WORK TO COMPLETE: Could you report every line from the entries that includes the word "below"?

SOURCE MATERIAL:
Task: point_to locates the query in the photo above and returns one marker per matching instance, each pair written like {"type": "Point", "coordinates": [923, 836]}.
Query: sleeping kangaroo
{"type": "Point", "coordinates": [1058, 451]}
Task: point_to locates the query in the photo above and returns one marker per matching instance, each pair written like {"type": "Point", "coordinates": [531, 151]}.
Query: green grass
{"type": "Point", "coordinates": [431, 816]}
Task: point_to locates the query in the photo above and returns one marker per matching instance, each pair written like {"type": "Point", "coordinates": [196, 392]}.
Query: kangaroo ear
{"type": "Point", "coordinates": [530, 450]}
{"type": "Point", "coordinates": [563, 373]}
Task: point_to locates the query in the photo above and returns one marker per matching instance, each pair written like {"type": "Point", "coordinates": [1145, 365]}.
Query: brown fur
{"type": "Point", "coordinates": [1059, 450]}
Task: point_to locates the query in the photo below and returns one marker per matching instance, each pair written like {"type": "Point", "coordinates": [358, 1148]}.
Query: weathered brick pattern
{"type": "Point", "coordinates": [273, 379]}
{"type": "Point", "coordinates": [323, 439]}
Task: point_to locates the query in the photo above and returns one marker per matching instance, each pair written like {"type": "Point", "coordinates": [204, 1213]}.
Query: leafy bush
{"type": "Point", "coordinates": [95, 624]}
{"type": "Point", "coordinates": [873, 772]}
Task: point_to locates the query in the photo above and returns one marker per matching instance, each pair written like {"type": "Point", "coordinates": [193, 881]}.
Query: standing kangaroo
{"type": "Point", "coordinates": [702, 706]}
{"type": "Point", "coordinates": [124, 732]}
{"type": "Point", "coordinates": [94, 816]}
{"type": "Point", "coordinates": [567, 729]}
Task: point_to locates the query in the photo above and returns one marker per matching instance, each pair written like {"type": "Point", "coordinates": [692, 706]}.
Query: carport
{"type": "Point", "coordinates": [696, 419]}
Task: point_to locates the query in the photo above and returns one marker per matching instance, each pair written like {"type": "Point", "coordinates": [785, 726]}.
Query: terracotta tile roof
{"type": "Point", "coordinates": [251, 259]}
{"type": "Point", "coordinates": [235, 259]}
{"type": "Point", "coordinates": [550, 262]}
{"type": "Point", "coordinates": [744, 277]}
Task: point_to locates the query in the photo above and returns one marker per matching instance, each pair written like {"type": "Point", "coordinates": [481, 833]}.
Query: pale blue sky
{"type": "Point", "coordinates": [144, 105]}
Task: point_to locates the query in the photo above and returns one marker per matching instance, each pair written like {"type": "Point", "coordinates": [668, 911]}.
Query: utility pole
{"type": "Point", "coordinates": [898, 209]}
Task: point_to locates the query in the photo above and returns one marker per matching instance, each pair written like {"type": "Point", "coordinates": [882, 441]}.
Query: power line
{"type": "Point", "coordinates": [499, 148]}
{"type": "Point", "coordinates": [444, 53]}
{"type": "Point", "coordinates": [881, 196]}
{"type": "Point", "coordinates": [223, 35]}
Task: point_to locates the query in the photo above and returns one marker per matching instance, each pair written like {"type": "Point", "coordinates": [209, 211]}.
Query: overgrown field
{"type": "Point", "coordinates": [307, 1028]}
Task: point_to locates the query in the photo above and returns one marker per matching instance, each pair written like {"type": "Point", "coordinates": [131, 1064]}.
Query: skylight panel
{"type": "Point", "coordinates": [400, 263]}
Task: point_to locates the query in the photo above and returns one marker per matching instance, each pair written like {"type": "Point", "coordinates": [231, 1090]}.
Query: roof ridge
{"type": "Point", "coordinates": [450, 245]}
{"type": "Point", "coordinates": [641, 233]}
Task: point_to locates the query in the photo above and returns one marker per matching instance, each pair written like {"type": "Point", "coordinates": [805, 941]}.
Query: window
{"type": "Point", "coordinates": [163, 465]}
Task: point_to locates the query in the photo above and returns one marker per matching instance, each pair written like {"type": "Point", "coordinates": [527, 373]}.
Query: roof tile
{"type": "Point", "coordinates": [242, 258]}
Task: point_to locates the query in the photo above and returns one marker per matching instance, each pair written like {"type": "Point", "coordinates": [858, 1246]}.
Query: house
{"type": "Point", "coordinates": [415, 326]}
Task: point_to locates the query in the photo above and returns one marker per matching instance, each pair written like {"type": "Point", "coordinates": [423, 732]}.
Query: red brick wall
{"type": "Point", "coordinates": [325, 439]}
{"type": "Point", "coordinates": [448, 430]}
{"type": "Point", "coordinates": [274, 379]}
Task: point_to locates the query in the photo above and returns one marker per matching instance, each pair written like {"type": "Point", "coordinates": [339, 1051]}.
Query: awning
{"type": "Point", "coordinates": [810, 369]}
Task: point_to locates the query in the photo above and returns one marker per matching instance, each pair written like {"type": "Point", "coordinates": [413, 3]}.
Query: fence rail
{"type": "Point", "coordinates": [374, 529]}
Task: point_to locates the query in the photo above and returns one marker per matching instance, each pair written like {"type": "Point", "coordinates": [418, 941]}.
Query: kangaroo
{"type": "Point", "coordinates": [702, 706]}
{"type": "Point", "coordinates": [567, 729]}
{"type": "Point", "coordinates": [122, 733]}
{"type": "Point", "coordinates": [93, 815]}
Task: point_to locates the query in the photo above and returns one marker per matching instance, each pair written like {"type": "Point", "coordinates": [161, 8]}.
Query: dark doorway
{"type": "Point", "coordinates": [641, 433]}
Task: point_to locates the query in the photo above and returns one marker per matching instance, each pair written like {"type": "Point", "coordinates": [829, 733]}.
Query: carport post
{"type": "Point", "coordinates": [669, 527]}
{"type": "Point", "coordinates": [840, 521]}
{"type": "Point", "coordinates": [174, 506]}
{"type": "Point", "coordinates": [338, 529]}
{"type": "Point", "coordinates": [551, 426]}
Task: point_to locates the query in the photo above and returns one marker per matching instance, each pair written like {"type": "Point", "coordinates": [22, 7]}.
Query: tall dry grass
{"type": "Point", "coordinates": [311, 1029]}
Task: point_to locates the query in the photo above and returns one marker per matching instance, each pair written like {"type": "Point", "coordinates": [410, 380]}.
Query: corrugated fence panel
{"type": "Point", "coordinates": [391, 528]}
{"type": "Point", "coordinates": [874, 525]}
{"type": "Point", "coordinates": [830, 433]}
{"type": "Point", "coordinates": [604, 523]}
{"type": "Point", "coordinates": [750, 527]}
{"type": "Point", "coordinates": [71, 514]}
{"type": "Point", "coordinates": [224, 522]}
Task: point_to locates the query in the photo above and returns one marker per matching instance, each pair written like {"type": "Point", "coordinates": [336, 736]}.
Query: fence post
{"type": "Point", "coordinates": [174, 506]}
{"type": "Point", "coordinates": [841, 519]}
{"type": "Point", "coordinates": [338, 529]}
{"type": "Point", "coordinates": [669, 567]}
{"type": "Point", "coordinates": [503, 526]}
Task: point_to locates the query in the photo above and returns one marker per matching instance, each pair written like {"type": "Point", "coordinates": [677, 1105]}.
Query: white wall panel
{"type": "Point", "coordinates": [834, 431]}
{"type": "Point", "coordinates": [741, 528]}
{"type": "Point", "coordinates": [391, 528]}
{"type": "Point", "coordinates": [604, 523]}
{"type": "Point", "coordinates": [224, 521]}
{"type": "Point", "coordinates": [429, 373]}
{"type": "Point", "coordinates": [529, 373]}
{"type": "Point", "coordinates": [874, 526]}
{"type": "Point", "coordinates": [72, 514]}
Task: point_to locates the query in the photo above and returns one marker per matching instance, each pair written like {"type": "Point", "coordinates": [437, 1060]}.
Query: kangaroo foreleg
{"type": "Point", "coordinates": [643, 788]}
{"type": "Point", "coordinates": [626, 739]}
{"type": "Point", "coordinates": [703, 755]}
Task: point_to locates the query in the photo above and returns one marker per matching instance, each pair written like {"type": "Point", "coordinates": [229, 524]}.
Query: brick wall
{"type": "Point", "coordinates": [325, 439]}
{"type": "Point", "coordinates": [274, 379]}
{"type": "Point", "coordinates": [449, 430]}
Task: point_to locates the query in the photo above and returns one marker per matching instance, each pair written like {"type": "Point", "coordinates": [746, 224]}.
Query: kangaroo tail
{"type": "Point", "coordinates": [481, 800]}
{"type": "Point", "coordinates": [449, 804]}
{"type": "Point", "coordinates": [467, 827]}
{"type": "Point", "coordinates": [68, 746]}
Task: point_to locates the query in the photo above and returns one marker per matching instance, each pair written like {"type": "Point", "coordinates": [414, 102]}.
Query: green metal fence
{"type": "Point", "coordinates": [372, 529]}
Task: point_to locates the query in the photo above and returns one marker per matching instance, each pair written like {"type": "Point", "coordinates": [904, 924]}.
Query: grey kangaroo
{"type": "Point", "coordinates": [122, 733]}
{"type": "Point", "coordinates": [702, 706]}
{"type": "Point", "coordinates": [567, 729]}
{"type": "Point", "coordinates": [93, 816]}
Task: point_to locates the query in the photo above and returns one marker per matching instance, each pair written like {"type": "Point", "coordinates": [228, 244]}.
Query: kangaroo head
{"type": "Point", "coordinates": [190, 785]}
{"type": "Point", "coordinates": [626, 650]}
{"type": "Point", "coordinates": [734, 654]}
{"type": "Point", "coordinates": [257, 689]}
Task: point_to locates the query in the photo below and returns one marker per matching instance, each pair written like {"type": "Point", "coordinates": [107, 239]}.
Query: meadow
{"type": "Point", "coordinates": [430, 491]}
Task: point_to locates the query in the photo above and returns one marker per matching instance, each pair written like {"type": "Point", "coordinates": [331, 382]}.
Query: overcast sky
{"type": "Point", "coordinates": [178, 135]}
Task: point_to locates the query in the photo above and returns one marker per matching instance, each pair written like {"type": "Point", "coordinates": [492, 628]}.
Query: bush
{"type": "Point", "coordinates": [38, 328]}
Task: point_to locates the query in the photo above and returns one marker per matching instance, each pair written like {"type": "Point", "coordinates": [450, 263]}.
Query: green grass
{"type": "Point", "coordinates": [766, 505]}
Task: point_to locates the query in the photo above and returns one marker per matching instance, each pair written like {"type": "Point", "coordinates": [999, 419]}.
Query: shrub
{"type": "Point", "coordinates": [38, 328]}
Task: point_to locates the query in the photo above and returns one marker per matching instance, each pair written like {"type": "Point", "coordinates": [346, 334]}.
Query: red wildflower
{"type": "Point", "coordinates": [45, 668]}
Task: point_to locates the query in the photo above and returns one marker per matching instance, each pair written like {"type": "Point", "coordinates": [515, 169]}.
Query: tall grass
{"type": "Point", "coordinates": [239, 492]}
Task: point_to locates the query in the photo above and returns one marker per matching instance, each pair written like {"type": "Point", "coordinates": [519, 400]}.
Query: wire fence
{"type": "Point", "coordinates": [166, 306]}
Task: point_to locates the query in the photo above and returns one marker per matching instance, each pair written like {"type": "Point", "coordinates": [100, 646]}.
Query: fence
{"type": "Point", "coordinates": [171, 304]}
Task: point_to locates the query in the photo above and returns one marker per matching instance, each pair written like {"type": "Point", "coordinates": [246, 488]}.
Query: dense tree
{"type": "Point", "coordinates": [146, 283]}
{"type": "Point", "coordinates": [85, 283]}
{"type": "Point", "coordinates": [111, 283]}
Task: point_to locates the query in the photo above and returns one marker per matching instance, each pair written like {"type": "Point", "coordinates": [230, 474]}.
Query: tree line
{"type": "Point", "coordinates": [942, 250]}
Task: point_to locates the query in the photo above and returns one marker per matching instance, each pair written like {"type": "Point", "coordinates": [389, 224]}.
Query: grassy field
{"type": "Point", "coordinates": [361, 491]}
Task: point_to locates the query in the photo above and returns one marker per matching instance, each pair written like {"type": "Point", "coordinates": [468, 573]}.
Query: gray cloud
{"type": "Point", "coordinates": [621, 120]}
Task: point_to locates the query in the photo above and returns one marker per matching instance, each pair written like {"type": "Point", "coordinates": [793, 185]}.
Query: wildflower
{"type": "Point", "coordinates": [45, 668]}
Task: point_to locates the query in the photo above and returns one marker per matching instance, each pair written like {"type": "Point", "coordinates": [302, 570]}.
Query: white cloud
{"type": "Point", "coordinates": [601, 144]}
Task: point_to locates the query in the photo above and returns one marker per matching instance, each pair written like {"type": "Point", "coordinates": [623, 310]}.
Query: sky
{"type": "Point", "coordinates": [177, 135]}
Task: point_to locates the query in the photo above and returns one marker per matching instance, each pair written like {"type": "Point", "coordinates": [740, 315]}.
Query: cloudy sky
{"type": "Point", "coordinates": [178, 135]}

RESPONSE TO THE EXERCISE:
Task: point_to locates the query in the photo below and returns one marker per matching instance, each pair written like {"type": "Point", "coordinates": [358, 1148]}.
Task: point_to locates the query in the photo below and returns one marker per matching instance, each pair written like {"type": "Point", "coordinates": [107, 239]}.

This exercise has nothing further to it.